Goal of the exercise:
Can you copy every line from the one containing "The pointer SHOULD provide one marker per instance of the yellow" through the end of the records, shifting each coordinate in the pointer output up by 55 while leaving the other lines and their sample coordinates unchanged?

Raw data:
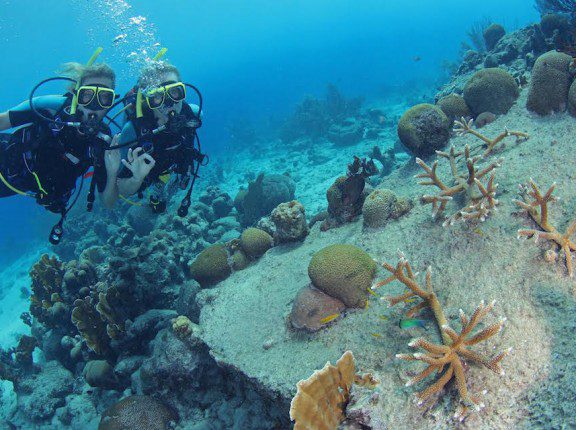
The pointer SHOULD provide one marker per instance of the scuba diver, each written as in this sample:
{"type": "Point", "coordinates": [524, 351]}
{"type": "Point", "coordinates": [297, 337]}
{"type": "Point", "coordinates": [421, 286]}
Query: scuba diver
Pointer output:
{"type": "Point", "coordinates": [58, 138]}
{"type": "Point", "coordinates": [164, 126]}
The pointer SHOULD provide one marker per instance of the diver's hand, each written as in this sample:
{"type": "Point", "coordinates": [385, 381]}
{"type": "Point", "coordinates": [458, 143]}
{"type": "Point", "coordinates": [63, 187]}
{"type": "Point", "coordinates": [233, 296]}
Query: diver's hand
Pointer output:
{"type": "Point", "coordinates": [112, 157]}
{"type": "Point", "coordinates": [139, 163]}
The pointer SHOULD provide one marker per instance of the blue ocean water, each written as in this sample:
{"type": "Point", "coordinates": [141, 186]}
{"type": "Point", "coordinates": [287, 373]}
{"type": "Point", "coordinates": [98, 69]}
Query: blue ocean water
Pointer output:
{"type": "Point", "coordinates": [253, 60]}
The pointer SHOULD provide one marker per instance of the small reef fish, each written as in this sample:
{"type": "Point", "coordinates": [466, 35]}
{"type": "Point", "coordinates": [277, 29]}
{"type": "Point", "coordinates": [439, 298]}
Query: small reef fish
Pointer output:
{"type": "Point", "coordinates": [329, 318]}
{"type": "Point", "coordinates": [407, 323]}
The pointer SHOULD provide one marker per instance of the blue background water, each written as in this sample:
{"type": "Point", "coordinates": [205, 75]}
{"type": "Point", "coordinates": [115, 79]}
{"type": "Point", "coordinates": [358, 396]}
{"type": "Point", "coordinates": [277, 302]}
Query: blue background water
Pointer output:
{"type": "Point", "coordinates": [253, 59]}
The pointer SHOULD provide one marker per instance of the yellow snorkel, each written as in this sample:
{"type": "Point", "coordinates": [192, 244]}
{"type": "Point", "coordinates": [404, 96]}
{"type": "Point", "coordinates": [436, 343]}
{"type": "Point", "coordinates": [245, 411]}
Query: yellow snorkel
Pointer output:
{"type": "Point", "coordinates": [157, 57]}
{"type": "Point", "coordinates": [91, 61]}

Solution to this problem:
The pointer SHOULD provide one marker per instance of the yellow snorkel, each written as in this sample:
{"type": "Point", "coordinates": [192, 244]}
{"type": "Point", "coordinates": [404, 96]}
{"type": "Point", "coordinates": [436, 343]}
{"type": "Point", "coordinates": [245, 411]}
Query: yellow snorkel
Pointer output:
{"type": "Point", "coordinates": [212, 112]}
{"type": "Point", "coordinates": [146, 116]}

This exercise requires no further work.